▶ Task inputs
start

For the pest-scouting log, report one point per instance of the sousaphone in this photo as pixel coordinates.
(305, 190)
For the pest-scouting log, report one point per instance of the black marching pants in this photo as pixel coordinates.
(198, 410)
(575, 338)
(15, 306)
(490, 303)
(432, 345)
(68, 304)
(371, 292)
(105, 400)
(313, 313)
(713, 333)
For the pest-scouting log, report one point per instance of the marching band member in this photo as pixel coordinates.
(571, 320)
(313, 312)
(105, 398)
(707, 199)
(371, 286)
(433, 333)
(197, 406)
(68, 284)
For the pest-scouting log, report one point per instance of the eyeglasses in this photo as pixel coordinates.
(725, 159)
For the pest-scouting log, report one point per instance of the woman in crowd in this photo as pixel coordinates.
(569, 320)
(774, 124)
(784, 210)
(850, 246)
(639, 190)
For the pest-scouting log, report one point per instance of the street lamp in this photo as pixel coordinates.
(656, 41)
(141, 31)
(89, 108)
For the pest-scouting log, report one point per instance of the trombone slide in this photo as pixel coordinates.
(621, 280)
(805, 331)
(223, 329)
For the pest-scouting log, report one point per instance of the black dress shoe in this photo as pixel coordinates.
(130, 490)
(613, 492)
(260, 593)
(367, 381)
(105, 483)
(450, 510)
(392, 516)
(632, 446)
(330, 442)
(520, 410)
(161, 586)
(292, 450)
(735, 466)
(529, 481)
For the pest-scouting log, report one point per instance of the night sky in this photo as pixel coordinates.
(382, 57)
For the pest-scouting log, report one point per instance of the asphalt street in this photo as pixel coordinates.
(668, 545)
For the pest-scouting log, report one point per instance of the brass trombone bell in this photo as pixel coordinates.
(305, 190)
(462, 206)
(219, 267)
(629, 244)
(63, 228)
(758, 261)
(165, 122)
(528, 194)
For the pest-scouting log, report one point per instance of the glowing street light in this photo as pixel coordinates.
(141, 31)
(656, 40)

end

▶ Task objective
Render the stretch from the line containing "member in this photo as pixel coordinates." through the last of the entries as a JSON list of strings, one string per line, leaving out any blank lines.

▶ Result
[
  "For the pest-scouting log, report one point per instance of the marching band member in this photo as pixel coordinates.",
  "(571, 320)",
  "(313, 312)",
  "(105, 398)",
  "(707, 199)",
  "(371, 286)",
  "(433, 333)",
  "(197, 406)",
  "(68, 284)",
  "For the pest-scouting log, report one point per instance of the eyeglasses in this photo as pixel coordinates.",
  "(725, 159)",
  "For the pest-scouting log, report one point per instance of the woman in crowd in this photo as pixel coordinates.",
  "(569, 320)",
  "(774, 124)",
  "(784, 210)",
  "(850, 246)",
  "(639, 190)",
  "For the pest-scouting log, report one point per instance of the street lamp in this photo as pixel coordinates.",
  "(656, 41)",
  "(141, 31)",
  "(89, 108)",
  "For the pest-scouting log, report one point per instance of the trombone slide in this photo as pixel coordinates.",
  "(621, 280)",
  "(805, 331)",
  "(223, 329)",
  "For the pest-scouting log, report one point per instance of the black dress shoe in this photo as pixel coordinates.",
  "(130, 490)",
  "(613, 492)",
  "(260, 593)",
  "(367, 381)",
  "(105, 483)",
  "(450, 510)",
  "(392, 516)",
  "(632, 446)",
  "(330, 442)",
  "(520, 410)",
  "(161, 586)",
  "(292, 450)",
  "(735, 466)",
  "(529, 481)",
  "For the pest-scouting log, report one point per instance of the night sky in this photo as pixel coordinates.",
  "(382, 57)",
  "For the pest-scouting log, report one point per instance of the asphalt street in this photo as pixel coordinates.",
  "(668, 545)",
  "For the pest-scouting log, report one point per instance of the brass trombone bell in this photo as pixel coordinates.",
  "(305, 190)",
  "(462, 206)",
  "(219, 267)",
  "(629, 244)",
  "(63, 228)",
  "(758, 261)",
  "(165, 122)",
  "(528, 194)",
  "For the pest-scouting log, report one point per instance of the glowing street light in this photo as pixel coordinates.",
  "(141, 31)",
  "(656, 40)"
]